**What needs to be done**
Search the material below for the string "potted" and extract each line that has it.
-------------------------
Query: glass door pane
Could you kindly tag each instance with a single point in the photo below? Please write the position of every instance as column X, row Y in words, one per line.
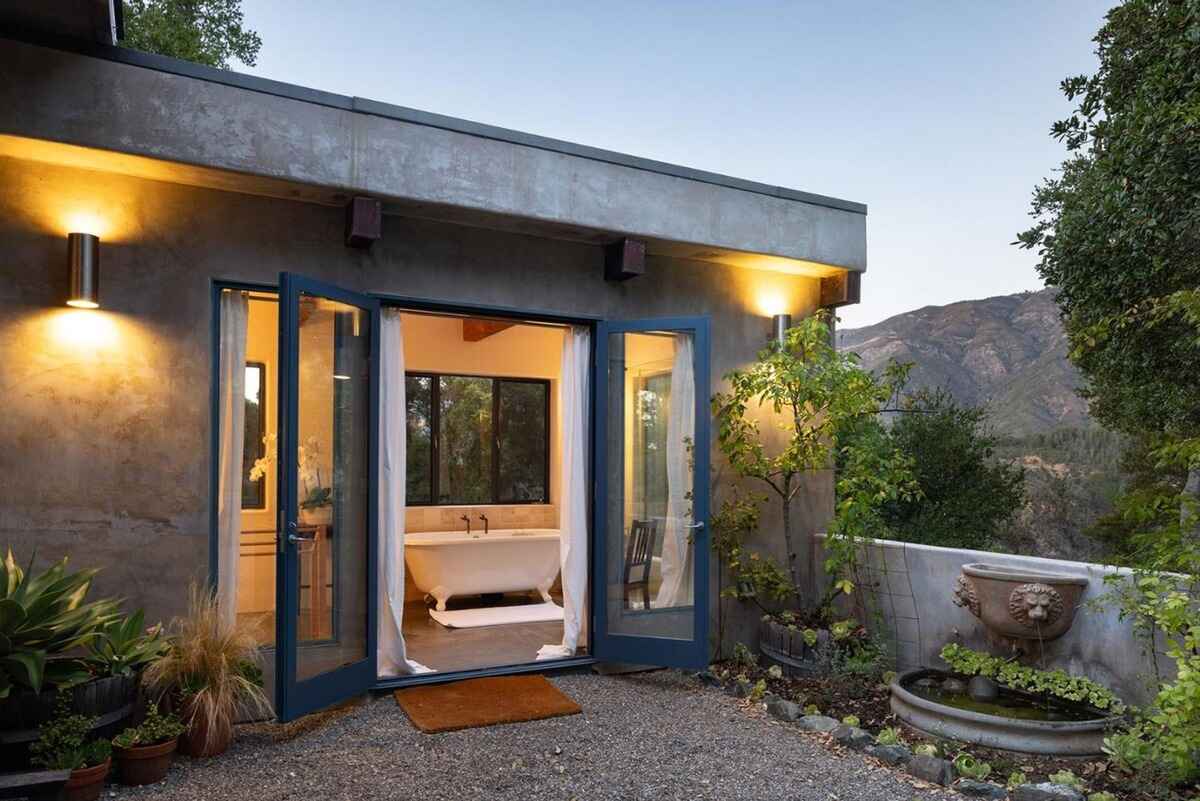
column 327, row 464
column 654, row 499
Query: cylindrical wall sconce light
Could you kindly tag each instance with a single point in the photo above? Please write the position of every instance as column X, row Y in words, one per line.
column 83, row 262
column 780, row 324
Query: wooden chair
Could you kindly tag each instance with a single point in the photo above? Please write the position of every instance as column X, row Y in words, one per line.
column 640, row 555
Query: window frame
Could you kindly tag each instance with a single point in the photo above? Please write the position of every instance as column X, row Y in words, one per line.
column 436, row 428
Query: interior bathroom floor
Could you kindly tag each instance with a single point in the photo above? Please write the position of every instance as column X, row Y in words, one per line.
column 467, row 649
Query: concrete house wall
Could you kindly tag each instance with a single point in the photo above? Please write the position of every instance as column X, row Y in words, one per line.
column 105, row 435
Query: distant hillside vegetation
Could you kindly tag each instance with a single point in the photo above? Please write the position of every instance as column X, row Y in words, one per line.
column 1008, row 353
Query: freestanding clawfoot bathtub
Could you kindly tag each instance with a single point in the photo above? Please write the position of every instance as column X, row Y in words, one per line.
column 445, row 564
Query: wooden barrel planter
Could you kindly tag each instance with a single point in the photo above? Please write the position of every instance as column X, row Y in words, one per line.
column 786, row 648
column 22, row 715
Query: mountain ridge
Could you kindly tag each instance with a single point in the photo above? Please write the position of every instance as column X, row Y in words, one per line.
column 1006, row 351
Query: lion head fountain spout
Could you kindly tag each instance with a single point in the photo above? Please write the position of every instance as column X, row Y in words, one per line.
column 1019, row 604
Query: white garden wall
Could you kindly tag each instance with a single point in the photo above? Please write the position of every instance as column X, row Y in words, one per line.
column 912, row 589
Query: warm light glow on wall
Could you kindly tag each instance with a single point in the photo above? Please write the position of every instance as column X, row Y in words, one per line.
column 85, row 222
column 772, row 301
column 84, row 331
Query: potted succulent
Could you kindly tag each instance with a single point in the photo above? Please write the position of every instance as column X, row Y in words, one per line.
column 144, row 752
column 49, row 631
column 210, row 670
column 64, row 744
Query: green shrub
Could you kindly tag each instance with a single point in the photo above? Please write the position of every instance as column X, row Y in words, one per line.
column 971, row 768
column 1057, row 684
column 888, row 736
column 64, row 742
column 1068, row 778
column 744, row 657
column 43, row 621
column 124, row 646
column 154, row 729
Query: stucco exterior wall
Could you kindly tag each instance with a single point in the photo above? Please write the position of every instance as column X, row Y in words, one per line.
column 911, row 588
column 105, row 431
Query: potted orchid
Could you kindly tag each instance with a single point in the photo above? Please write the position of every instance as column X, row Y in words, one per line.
column 316, row 499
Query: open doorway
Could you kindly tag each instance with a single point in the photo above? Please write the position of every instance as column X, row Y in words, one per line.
column 484, row 462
-------------------------
**Output of the task**
Query: potted succulent
Query: potted orchid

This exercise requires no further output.